What to produce – With the line containing "contains number 21" as the starting point, write out each line exactly through the final line of the listing, both ends included.

Given records –
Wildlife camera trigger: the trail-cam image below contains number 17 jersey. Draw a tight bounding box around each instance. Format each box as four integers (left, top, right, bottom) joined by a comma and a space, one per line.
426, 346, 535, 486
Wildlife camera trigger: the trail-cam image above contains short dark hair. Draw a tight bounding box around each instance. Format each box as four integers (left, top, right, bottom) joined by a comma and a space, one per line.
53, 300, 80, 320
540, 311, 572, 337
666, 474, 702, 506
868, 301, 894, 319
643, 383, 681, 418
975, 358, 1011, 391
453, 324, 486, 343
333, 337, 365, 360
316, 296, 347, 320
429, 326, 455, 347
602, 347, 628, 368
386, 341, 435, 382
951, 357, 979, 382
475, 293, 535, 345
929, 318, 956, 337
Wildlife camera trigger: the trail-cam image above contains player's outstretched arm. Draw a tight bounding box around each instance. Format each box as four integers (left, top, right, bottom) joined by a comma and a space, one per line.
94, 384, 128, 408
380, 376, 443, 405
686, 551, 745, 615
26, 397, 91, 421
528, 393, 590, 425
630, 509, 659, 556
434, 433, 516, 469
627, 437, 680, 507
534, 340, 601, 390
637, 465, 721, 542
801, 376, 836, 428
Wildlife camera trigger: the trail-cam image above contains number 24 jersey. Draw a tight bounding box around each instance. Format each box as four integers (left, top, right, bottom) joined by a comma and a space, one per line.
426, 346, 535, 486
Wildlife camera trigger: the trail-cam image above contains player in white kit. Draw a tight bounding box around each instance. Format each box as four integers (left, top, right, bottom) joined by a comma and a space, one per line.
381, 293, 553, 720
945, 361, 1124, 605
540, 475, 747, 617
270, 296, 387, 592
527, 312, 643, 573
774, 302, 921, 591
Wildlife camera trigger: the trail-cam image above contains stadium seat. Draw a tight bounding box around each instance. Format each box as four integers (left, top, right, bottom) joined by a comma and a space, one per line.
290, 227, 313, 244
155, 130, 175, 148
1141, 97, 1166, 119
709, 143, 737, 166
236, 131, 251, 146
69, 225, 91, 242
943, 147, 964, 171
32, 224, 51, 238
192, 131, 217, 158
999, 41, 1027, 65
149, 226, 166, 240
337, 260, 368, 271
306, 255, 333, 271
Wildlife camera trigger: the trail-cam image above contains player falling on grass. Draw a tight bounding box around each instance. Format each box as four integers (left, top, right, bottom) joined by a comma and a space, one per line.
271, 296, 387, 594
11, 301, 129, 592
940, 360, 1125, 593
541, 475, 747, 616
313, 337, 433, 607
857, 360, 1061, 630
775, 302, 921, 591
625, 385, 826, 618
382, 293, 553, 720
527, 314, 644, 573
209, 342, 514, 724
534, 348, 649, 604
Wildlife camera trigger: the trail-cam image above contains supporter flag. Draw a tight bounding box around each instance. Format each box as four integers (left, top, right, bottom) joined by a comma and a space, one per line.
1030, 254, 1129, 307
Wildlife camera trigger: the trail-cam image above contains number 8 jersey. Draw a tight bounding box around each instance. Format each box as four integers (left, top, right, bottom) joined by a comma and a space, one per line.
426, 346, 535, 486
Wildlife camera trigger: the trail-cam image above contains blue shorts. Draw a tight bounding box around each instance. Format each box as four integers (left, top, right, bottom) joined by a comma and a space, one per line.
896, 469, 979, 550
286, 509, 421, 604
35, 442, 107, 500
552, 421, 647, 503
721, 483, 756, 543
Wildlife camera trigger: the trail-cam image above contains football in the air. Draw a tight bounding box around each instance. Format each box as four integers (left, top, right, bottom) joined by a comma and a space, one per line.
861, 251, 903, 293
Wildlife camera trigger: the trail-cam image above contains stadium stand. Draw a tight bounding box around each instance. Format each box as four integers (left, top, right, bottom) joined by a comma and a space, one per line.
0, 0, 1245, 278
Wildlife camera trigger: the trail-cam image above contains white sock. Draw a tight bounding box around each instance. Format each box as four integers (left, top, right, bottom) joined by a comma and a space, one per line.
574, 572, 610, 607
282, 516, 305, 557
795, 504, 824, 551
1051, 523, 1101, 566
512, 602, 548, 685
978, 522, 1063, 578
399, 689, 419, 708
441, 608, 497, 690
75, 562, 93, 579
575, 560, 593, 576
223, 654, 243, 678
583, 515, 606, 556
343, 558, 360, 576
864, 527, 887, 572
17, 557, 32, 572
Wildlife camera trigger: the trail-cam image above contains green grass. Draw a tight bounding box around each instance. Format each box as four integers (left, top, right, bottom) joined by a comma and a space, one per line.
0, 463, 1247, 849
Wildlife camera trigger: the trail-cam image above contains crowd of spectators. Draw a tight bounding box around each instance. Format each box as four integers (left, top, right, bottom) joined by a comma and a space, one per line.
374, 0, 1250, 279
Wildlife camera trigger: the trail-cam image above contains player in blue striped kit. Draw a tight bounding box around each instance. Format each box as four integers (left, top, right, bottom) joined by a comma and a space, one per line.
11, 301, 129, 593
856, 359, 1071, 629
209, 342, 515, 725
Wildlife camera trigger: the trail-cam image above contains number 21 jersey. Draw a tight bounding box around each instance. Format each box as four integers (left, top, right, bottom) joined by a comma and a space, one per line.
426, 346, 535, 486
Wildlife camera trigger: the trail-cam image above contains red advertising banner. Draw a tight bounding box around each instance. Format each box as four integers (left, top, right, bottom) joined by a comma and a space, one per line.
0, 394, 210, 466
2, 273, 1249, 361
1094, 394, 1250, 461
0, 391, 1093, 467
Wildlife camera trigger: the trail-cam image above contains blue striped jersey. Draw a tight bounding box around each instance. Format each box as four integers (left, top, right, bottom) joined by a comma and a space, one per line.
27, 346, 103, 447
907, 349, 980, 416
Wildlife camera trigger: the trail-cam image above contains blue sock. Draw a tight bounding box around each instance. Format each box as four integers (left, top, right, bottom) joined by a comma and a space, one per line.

Result –
Wildlife camera trigger: the trail-cam image above contains number 21 jersey. Draw a tight bounding box around each instance. Format each box as four integers (left, top, right, bottom) joined by a comma and a space, one per line.
426, 346, 535, 486
Wildlife camera trigger: the trail-cam image above contains red advertising banner. Draw a tight bounding box around each instance. Format each box as four integers (left, top, right, bottom) joined by a comma and a space, one per line.
0, 394, 210, 466
2, 273, 1249, 361
1094, 394, 1250, 461
0, 391, 1093, 467
Wildlife camera trigger: the trail-cam image above contains blue striped jersey. Draw a tight bounding box around each instance. Format each box as four integers (left, top, right, bottom) joined by a comma and a space, one per line.
27, 346, 103, 447
907, 349, 980, 416
Wildlife camera trigger: the trail-cam image above contains blue sock. Draw a tight bounding box around each instance. Format each box as four integers (left, top, right, bottom) joined by a comma and a space, one per line.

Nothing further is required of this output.